● **THE DATA**:
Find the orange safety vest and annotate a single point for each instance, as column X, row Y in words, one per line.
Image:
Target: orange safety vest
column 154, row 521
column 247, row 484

● **EXERCISE OBJECTIVE**: Convert the records above into a two-column CSV with the headers input and output, one row per record. Put each record's text under input and its answer under output, each as a single quoted field with line breaks replaced by spaces.

● **RESPONSE TO THE TASK**:
input,output
"Find the orange safety vest and annotate a single point for each instance, as column X, row Y in words, one per line. Image: Target: orange safety vest","column 154, row 521 column 247, row 484"